• _Письменное задание_
Перепишите, пожалуйста, отрывок статьи, который открывается словами «Но он был беден;» и заканчивается словами «богатством, или известностью.», заменив в нём «беден» на «небогат».

• _Статья_
Жизнеописания прославленных куртизанок разных стран и народов мира — страница 44 из 157

Богатство, славу, труды, удовольствия – они всё делили вместе; и это разделение было для них истинным счастьем.

Таким образом, в Лионе уверяли, что у одной не бывало любовника, которого не попробовала бы другая, если он ей нравился. Они, говорили также, до того простирали желание быть одна другой приятными, что, чтобы не заставить томиться свою подругу, в то время, когда она ворковала с каким-нибудь новым голубком, Луиза Лабэ требовала, чтобы этот голубок в одно время ворковал с двумя горлицами.

Это клевета! Единственный, исключительный случай был превращен в обыкновение. Конечно можно и двоим пить из одного стакана, только не сразу… Короче… Луиза и Клеманса соединенные дружбой с 1546 года, дожили до 1661 и ни разу ни малейшим спором, ни даже самой легкой ссорой не была возмущена прелесть их связи. Они были в это время вполне зрелыми женщинами: обеим им было за тридцать. Опасный возраст! говорит Бальзак. Опасный для иных, для других, не представляющий ничего опасного. И Клеманса де Бурж была из последних: в тридцать пять лет, красота ее была во всем блеске.

Другое дело, Луиза Лабэ. Более миленькая, чем прекрасная в первой молодости, она в зрелом возрасте начинала делаться только приятной.

Однако у неё не было недостатка в любовниках. Она всё была и умна и жива. Но также, почти всегда, в случае раздела, о котором мы говорили, когда на любовный праздник подруг подавался новый пирог, Клеманса пробовала его первая.

Эта доказывается следующим происшествием:

Один молодой человек Людовик Эдвард, студент Парижского университета, приехал в Лион, чтобы провести в нем свои каникулы; встретив случайно Луизу и Клемансу в городе, он страстно влюбился в последнюю.

Но он был беден; еще слишком молод, чтобы иметь известность, хотя умен и образован; для него не существовало надежды приблизиться к женщине, которая дарила свою благосклонность только людям обладавшим или богатством, или известностью.

• _Представленные данные_
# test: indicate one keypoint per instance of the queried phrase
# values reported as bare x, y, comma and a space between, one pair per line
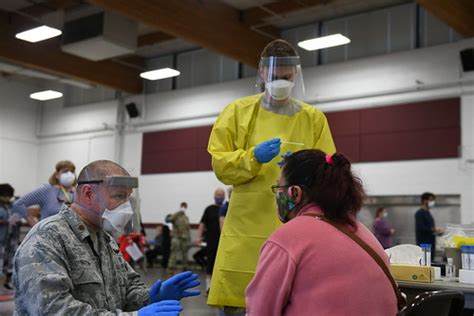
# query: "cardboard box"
412, 273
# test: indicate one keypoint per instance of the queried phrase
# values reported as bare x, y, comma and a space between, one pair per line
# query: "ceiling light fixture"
46, 95
38, 34
160, 74
324, 42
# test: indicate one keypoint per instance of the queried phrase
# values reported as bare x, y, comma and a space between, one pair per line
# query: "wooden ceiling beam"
153, 38
458, 14
47, 57
256, 15
210, 24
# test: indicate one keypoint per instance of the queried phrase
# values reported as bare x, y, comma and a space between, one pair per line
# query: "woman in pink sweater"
309, 267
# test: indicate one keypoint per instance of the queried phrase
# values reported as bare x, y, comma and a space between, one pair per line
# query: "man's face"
219, 194
278, 73
100, 197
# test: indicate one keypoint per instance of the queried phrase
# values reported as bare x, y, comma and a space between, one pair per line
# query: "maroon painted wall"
422, 130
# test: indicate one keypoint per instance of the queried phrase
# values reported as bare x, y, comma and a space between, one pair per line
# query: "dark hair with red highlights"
333, 187
379, 211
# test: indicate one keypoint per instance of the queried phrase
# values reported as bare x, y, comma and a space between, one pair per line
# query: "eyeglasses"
276, 187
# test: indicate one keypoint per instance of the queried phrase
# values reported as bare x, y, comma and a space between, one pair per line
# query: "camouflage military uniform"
180, 241
61, 268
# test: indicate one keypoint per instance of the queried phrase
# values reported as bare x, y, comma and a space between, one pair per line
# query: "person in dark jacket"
425, 227
382, 229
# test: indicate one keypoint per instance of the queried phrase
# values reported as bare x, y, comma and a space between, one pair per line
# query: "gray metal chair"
436, 303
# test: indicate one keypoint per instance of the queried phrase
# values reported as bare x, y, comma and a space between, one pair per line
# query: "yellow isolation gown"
252, 214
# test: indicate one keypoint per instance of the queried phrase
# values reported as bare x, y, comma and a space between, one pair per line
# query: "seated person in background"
49, 197
309, 266
127, 240
382, 229
224, 208
69, 265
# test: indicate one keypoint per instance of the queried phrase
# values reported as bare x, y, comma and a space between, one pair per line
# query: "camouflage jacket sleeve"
137, 294
43, 282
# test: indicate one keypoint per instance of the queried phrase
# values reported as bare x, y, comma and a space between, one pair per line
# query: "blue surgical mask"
285, 205
219, 200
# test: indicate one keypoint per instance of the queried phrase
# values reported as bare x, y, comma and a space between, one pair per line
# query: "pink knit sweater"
308, 267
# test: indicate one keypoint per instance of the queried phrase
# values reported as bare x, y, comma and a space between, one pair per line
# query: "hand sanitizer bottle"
450, 272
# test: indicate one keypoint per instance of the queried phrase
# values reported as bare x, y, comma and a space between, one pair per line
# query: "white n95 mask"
114, 221
67, 178
279, 89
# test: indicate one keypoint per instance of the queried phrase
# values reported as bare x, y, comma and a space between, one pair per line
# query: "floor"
195, 306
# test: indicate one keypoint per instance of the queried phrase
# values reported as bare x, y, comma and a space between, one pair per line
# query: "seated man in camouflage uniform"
69, 265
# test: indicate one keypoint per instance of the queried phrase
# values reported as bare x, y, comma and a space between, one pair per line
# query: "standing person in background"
425, 227
245, 142
224, 208
181, 238
9, 233
50, 197
382, 229
209, 231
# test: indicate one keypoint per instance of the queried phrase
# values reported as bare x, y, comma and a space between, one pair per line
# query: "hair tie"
329, 160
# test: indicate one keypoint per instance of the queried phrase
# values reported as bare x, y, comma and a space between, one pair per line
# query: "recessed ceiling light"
38, 34
160, 74
324, 42
46, 95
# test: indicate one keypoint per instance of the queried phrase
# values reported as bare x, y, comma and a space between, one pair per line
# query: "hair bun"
340, 160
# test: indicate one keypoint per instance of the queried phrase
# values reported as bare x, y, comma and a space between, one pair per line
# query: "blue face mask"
285, 205
219, 200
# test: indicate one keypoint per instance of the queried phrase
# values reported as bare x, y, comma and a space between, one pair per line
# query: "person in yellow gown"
246, 142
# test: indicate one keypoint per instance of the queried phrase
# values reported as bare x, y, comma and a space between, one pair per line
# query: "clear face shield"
118, 213
280, 79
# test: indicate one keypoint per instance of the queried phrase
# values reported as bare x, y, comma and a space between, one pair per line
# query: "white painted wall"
18, 144
423, 74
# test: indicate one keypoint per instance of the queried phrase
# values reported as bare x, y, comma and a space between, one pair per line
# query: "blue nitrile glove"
266, 151
284, 156
163, 308
175, 287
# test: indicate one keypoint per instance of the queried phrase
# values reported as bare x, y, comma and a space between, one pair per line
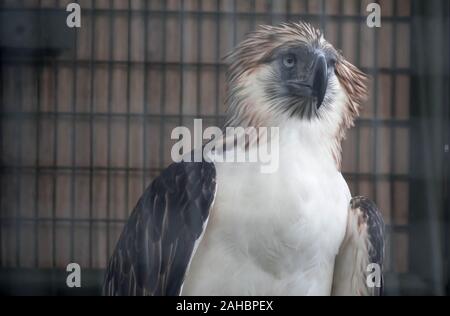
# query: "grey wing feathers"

• _Полный ответ_
Но он был небогат; еще слишком молод, чтобы иметь известность, хотя умен и образован; для него не существовало надежды приблизиться к женщине, которая дарила свою благосклонность только людям обладавшим или богатством, или известностью.